-- Supplied data follows --

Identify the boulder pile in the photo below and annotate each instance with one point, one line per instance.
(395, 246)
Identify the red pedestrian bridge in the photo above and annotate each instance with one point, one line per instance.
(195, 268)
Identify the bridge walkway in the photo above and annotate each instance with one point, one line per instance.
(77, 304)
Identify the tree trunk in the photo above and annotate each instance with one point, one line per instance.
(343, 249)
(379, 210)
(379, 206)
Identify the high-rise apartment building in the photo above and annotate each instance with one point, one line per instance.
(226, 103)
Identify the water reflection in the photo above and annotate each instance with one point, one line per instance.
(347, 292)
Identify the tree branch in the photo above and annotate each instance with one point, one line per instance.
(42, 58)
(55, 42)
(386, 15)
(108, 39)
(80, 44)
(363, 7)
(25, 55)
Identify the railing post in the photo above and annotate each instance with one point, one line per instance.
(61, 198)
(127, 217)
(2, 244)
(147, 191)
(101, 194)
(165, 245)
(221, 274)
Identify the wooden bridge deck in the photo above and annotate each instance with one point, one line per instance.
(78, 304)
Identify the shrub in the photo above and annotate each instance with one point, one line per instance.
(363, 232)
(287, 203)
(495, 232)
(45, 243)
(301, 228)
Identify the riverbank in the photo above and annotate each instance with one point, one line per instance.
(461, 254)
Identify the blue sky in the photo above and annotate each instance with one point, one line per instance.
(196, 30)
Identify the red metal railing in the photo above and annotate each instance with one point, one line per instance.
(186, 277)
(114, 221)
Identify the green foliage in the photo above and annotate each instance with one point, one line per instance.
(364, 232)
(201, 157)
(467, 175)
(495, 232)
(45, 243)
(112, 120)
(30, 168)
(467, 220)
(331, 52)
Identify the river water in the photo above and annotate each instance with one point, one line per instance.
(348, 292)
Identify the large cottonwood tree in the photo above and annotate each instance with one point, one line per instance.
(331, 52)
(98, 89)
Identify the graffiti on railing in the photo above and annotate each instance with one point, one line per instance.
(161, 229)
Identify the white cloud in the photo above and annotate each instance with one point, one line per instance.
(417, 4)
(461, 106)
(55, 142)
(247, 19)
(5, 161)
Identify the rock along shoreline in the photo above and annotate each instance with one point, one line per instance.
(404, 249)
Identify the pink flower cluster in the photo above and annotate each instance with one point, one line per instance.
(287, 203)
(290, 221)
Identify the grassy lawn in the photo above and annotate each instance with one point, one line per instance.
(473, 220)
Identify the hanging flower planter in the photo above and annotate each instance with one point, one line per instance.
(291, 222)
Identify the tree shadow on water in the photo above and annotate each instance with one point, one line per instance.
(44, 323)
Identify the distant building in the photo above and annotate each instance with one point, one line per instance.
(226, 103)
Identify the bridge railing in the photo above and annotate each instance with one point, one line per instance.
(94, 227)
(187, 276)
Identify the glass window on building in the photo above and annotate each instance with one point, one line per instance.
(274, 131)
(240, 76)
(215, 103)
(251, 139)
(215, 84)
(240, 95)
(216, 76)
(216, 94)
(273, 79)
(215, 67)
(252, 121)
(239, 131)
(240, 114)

-- Supplied data concluded --

- [What this task involves]
The only output should be the lines from the one containing "Identify the grassy" through the final line of the material above, copied exactly.

- [Written answer]
Identify the grassy lawn in the photo above and annotate each instance with one point, one line per instance.
(473, 220)
Identify the hanging flower planter in the photo above and annotate each instance with one point, one line per instance.
(291, 222)
Identify the tree shadow on water in the photo above and annotate each instance with one point, one line per instance.
(44, 323)
Identify the distant building in the photo above and annotate each instance with one point, one line per instance.
(226, 103)
Identify the bridge railing in the photo above and annotate each instance with one point, one line per instance.
(94, 227)
(187, 276)
Identify the glass window on building in the photo above and annotate each instance with one point, one line per instance.
(274, 131)
(240, 76)
(215, 103)
(251, 139)
(215, 84)
(240, 95)
(216, 76)
(216, 94)
(273, 79)
(215, 67)
(252, 121)
(239, 131)
(240, 114)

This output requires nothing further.